----- Extracted entries
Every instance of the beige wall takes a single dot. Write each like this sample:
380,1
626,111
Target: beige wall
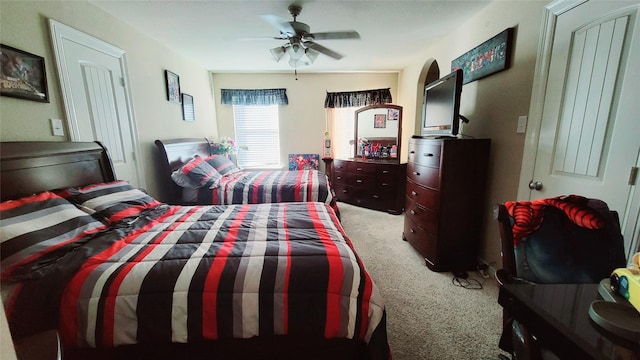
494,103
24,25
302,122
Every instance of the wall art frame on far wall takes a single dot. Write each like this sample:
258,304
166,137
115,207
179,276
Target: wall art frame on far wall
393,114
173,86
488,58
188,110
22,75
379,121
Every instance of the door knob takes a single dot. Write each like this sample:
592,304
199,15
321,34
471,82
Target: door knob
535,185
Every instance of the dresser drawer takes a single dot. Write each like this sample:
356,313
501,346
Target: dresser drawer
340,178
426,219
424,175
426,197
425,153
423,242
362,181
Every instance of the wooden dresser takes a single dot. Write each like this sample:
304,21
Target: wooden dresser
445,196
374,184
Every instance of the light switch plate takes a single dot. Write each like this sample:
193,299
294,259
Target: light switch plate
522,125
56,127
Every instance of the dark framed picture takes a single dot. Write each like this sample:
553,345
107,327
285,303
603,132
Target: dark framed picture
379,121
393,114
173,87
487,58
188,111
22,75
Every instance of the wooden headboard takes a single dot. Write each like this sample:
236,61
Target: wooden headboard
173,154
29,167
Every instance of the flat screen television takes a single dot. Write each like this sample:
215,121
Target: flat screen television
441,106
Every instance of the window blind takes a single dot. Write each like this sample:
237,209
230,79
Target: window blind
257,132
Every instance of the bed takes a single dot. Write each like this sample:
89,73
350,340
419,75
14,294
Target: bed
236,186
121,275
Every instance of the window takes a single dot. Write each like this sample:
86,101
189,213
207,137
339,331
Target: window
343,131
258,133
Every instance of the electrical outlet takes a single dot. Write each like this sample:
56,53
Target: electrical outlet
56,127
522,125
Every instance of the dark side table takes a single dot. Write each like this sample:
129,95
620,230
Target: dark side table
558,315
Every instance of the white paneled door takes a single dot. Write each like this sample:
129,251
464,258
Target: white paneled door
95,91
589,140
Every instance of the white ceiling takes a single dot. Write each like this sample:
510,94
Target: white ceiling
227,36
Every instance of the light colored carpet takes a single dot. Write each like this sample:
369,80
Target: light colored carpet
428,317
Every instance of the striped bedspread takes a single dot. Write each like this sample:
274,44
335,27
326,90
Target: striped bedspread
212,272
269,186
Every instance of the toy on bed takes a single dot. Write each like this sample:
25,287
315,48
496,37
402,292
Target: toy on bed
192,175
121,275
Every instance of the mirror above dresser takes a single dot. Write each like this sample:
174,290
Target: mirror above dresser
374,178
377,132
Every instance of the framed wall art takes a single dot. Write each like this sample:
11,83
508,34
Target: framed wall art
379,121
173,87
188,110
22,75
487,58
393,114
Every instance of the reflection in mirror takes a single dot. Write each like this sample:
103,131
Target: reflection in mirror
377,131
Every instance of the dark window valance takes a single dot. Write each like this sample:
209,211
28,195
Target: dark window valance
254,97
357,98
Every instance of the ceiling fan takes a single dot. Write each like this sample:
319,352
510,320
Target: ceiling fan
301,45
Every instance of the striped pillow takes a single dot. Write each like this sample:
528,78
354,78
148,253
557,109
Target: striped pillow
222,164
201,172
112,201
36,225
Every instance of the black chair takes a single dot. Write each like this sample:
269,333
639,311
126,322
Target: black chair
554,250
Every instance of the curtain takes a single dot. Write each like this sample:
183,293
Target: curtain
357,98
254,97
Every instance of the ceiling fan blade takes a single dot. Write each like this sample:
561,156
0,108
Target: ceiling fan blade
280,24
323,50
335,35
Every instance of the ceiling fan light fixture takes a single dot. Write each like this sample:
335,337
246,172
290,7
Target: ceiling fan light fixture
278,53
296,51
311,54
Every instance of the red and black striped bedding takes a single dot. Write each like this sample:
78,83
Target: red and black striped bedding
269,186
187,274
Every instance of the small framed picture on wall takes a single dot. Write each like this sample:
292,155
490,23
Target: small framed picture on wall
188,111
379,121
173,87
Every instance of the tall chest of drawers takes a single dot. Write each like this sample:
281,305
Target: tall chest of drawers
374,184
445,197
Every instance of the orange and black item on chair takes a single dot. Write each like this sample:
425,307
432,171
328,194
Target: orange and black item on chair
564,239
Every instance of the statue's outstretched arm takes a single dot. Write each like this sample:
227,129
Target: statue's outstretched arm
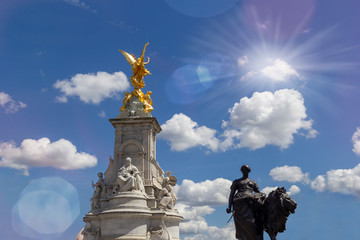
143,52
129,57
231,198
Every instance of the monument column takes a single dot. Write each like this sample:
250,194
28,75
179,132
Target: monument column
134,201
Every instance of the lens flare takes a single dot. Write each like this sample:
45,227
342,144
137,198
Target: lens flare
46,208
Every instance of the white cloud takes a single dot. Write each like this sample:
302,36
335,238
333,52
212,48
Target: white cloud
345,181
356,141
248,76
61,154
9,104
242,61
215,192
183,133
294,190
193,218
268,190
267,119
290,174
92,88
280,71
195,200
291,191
----------
----- Extracted entries
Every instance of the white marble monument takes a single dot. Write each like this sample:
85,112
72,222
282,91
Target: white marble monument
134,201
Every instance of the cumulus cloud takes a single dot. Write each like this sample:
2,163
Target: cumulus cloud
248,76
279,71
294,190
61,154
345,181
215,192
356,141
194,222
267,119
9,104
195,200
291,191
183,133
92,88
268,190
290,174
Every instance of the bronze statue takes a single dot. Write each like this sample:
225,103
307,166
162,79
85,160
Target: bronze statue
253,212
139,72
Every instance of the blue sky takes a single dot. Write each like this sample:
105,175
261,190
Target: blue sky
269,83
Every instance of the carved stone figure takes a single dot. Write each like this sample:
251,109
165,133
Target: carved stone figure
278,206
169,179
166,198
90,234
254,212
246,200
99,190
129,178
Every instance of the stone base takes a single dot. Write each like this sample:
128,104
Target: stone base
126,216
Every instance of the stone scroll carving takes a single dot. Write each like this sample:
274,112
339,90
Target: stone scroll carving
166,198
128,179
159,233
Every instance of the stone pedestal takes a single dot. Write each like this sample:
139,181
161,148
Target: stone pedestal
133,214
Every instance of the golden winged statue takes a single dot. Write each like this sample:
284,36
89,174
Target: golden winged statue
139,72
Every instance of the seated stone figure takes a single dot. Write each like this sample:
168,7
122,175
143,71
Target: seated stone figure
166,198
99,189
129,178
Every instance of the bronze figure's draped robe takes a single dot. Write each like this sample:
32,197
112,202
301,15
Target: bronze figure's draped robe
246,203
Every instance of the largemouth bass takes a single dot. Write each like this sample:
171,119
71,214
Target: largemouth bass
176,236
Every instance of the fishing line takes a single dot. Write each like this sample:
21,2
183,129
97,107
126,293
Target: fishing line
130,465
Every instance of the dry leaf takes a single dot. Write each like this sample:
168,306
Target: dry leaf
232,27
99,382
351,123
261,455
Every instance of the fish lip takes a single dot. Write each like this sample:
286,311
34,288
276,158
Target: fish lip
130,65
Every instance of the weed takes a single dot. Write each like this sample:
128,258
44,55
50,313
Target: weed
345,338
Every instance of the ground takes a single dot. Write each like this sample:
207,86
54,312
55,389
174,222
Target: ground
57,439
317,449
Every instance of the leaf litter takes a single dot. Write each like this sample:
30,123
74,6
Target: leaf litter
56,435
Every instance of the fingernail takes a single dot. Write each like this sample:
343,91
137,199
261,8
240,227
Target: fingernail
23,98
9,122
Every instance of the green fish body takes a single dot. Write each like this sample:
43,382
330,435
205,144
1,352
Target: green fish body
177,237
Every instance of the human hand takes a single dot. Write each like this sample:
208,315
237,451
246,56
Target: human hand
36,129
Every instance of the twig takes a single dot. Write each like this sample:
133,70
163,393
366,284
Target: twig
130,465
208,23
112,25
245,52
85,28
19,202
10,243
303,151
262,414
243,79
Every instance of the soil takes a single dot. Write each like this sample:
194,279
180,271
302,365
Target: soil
----------
----- Extracted entries
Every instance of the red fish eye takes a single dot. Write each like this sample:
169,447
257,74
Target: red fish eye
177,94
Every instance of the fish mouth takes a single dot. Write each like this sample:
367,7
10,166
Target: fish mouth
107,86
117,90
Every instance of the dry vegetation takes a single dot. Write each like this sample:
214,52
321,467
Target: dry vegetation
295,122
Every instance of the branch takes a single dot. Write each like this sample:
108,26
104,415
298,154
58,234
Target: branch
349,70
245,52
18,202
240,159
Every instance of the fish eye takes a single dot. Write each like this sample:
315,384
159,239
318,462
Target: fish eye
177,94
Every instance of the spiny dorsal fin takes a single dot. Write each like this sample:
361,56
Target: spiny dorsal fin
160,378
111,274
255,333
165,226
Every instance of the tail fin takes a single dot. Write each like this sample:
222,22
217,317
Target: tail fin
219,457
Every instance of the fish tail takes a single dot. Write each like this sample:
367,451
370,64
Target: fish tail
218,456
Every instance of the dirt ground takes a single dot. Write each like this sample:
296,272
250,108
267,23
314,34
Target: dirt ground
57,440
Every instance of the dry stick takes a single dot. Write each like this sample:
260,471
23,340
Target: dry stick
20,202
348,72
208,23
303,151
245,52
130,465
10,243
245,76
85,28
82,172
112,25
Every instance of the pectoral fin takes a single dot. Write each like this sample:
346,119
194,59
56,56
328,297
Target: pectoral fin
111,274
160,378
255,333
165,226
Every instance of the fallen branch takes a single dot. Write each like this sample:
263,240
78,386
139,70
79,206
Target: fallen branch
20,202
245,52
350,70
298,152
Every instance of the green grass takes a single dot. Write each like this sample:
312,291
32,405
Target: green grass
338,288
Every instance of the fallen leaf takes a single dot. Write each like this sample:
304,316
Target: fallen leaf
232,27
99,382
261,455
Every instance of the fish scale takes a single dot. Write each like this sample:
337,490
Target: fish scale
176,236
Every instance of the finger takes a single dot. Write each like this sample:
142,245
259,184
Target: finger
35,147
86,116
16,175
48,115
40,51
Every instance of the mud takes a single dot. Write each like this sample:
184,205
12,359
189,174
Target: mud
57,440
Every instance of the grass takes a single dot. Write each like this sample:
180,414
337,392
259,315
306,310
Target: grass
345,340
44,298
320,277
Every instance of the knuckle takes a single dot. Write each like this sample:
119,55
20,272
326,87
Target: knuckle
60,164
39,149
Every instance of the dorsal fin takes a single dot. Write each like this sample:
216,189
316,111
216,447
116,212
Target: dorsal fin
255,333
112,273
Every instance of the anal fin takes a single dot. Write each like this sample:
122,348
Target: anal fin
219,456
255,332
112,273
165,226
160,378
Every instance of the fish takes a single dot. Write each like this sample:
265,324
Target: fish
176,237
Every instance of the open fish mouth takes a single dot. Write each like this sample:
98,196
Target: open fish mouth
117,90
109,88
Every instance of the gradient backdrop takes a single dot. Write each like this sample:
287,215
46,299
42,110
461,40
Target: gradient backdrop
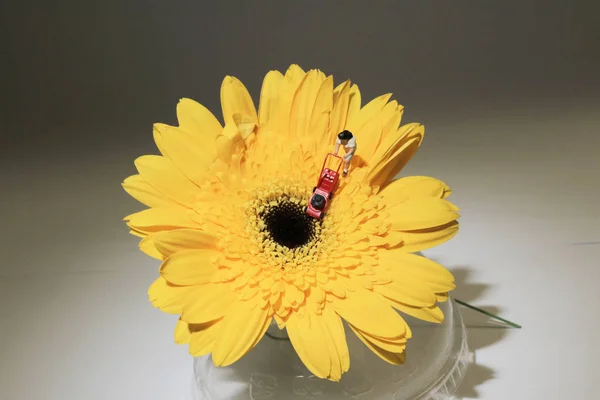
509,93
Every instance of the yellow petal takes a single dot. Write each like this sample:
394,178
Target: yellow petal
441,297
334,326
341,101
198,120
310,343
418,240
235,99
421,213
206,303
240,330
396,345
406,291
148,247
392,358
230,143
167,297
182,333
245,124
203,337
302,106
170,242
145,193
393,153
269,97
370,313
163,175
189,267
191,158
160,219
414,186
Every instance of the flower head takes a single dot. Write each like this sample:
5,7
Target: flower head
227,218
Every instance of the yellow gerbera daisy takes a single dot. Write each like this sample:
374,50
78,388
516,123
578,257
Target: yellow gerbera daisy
----------
• What is being asked:
Copy the lines starting at the one containing "Every instance of the human" and ending at the one containing "Target: soil", both included, exactly as they appear.

• Reply:
Every instance of the human hand takes a single dot. Write each like this sample:
208,315
237,451
246,56
Target: human hand
36,129
Every instance of the twig takes a single dot. Write each like this sample:
133,70
163,393
366,284
Target: twig
130,465
208,23
112,25
245,52
85,28
19,202
10,243
303,151
262,414
243,79
Every instance of the soil takes a single dot. Write each like this sample:
194,279
180,271
302,365
Target: soil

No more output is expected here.